● What the exercise asks
In the listing below, find the line containing "Target: white paper in hand" and the line containing "Target: red awning". Repeat exactly those two lines and every line between them, nothing more.

● Data listing
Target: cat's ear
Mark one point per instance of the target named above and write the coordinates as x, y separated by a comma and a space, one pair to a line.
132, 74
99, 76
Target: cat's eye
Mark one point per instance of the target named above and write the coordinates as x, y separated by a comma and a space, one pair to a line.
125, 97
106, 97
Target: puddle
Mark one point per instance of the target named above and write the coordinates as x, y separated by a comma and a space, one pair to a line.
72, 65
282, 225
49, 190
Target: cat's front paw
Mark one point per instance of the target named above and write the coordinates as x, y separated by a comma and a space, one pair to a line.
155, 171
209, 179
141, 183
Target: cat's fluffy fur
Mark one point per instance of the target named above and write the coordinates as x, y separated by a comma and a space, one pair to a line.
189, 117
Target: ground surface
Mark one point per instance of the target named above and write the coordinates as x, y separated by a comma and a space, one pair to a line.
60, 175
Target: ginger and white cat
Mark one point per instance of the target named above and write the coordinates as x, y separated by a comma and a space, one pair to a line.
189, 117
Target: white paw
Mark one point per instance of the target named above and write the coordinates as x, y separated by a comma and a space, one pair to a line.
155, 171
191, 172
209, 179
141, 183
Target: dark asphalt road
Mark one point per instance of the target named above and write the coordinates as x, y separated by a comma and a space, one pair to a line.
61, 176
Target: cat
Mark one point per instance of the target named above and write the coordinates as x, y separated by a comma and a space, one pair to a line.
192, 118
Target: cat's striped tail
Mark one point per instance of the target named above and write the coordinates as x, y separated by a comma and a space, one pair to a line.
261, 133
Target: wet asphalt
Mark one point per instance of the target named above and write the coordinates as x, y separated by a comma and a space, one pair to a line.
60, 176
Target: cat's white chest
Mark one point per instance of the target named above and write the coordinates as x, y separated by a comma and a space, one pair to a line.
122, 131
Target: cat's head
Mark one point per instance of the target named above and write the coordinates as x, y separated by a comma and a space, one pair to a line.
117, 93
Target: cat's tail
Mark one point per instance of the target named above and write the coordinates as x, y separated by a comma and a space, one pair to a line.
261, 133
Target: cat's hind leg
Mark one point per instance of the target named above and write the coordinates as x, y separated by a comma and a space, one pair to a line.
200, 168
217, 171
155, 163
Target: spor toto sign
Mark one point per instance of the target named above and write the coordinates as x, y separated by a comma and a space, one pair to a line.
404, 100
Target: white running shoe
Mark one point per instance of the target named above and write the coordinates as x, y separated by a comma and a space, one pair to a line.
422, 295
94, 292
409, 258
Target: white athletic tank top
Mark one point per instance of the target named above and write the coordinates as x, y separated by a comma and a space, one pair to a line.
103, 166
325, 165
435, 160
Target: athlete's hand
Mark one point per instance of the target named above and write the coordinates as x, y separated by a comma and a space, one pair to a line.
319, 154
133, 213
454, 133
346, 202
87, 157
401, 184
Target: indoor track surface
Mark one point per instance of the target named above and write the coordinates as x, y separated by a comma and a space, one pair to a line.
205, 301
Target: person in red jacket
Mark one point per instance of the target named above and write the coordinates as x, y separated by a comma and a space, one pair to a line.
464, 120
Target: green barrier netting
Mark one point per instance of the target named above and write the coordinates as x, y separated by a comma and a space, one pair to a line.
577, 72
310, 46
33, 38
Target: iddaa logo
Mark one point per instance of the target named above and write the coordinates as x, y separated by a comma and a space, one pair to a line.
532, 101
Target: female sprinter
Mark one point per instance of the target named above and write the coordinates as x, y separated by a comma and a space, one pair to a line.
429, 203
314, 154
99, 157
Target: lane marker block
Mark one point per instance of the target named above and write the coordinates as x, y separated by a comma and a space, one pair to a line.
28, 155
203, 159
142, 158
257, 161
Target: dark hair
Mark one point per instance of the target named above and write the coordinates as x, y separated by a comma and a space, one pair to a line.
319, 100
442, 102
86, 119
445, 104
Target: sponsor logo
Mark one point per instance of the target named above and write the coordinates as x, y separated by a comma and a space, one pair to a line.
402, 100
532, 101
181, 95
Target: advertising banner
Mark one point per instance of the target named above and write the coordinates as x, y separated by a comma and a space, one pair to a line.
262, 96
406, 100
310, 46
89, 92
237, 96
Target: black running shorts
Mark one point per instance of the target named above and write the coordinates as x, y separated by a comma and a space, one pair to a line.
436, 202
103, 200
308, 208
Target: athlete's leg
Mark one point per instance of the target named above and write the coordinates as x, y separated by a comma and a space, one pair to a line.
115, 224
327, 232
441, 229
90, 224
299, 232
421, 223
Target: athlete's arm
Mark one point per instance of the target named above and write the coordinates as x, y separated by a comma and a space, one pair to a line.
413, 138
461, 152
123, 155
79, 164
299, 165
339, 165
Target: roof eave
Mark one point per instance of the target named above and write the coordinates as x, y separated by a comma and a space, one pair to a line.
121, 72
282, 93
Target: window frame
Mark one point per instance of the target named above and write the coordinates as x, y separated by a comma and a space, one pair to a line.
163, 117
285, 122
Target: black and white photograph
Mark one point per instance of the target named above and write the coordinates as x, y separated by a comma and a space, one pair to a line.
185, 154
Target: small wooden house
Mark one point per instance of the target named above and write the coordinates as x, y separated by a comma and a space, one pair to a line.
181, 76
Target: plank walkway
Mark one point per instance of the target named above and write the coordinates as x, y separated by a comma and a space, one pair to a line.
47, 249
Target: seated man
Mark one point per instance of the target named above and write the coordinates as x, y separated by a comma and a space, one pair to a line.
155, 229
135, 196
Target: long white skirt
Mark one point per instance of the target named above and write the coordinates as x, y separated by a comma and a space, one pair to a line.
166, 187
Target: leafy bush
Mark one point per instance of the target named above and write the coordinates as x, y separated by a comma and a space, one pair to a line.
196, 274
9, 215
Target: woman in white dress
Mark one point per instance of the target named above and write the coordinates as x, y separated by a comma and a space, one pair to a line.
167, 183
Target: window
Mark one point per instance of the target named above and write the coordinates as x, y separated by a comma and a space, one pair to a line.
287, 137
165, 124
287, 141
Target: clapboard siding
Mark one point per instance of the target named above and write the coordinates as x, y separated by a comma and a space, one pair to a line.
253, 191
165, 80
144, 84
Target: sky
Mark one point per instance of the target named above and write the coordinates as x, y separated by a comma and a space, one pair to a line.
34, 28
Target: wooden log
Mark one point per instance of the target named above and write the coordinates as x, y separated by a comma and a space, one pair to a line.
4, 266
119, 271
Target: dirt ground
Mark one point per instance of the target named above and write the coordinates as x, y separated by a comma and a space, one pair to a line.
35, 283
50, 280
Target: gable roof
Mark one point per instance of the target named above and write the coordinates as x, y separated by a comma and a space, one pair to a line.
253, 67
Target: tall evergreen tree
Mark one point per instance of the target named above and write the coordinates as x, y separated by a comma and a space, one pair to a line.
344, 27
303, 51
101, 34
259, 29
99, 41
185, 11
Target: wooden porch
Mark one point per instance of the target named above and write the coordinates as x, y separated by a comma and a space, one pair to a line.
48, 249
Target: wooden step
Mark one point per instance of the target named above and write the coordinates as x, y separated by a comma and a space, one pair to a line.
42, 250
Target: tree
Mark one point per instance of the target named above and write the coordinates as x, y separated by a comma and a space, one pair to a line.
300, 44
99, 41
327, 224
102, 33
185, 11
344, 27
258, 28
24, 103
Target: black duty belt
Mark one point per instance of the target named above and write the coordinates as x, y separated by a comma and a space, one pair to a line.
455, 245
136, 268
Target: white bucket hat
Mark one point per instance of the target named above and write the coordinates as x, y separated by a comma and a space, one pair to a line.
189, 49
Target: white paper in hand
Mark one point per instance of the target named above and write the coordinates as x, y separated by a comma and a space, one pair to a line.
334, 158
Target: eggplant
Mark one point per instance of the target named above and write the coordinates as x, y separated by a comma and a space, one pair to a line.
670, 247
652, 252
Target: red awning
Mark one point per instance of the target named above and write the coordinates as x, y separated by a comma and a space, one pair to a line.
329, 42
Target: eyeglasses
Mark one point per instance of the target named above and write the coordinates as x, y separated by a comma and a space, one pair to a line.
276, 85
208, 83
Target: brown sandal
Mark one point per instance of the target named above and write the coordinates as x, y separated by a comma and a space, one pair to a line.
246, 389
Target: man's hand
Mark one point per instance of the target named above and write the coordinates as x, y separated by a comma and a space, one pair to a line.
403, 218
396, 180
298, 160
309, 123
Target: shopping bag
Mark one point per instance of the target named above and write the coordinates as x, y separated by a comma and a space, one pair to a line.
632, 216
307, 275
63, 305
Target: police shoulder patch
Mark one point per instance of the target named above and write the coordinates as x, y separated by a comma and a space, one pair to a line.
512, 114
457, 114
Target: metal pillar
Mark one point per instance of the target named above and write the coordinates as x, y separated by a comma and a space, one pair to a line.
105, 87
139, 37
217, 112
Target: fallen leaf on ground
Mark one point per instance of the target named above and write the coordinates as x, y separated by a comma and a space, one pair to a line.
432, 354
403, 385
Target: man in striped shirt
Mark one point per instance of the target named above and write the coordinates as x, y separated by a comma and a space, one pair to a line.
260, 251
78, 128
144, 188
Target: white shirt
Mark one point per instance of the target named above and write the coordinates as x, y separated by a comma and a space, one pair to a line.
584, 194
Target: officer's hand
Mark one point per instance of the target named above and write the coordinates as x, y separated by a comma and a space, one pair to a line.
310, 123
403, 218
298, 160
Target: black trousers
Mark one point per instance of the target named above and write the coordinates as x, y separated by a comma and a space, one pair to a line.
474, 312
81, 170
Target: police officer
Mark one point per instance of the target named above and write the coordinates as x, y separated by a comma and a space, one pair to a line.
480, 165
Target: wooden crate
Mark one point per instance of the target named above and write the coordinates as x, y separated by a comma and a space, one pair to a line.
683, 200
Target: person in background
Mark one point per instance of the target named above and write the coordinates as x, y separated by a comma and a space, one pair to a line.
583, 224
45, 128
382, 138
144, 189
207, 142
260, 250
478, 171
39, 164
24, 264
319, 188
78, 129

● Solution
Target: white paper in hand
Mark one point per instance of the target named above and write the coordinates as x, y separated by a comma and a space, one pair to a line.
334, 158
Target: eggplant
Mark one point per instance of the target named above and write the coordinates as x, y separated by a comma and a space, one pair to a line.
670, 247
652, 252
Target: red awning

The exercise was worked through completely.